PROVIDED PASSAGE section start
Motherhood and apple pie used to be regarded as virtually universally good things. How times have changed. Based on research presented at the American Society for Reproductive Medicine (ASRM) conference in New Orleans last week, we saw a plethora of news reports about newly discovered dangers that older mothers might inflict on their offspring simply because they have delayed becoming pregnant until they were older (see refs 3, 4, 5, 6, 7, 8).
The reported study demonstrates that in a group of 74 women under the age of 35 who were undergoing IVF treatment, those who failed to become pregnant had older mothers than those who successfully conceived. The average age of the mothers of the women who became pregnant was 25, compared to 28 in the group whose treatment was unsuccessful. Further, it was discovered that, on average, the menopause occurred only 20 years after the birth of their daughter in the mothers whose daughters subsequently failed to conceive, compared with 25 years for those whose daughters successfully completed IVF treatment. As a result, press reports claimed that older mothers could be placing their daughters at risk of fertility problems. All of the headlines were couched in terms of mothers being responsible for their daughters' infertility. Interestingly most reports failed to comment on the fact that the study also revealed that the fathers of those in the unsuccessful group were also older; averaging at 32 years of age as opposed to 28 for the women whose IVF treatment resulted in pregnancy.
PROVIDED PASSAGE section end
AIM OF THE EXERCISE:
According to the passage about the IVF study, what was the average age of the fathers of the women whose treatment was unsuccessful?
ENTRIES SHOWN section start
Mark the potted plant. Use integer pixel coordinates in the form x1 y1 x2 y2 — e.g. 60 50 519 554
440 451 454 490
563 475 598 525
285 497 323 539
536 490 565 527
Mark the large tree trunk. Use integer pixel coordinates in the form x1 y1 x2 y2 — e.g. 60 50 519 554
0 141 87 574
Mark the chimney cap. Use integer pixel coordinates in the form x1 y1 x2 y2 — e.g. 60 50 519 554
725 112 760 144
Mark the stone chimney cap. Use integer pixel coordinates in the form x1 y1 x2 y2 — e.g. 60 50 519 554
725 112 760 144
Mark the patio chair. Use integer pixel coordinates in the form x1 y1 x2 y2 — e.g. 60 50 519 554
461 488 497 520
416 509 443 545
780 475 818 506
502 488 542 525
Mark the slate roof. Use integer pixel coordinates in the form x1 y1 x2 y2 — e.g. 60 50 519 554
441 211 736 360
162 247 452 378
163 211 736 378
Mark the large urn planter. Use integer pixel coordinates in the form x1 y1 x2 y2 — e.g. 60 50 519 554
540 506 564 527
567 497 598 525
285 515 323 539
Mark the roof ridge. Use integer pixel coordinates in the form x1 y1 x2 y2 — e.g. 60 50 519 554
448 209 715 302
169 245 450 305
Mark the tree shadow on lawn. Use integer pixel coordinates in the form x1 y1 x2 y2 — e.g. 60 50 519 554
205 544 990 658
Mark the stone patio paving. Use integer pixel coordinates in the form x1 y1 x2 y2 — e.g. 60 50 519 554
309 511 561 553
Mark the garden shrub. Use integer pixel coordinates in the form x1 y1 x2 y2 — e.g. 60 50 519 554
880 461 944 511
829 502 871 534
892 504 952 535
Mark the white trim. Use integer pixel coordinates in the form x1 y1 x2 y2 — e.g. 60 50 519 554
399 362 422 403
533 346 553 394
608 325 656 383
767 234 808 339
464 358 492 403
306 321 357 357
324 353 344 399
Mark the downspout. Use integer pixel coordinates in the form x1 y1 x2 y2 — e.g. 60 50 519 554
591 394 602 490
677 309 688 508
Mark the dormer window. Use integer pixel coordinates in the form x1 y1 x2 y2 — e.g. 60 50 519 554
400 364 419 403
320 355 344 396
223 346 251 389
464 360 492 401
ENTRIES SHOWN section end
ANSWER TO THIS EXERCISE:
32 years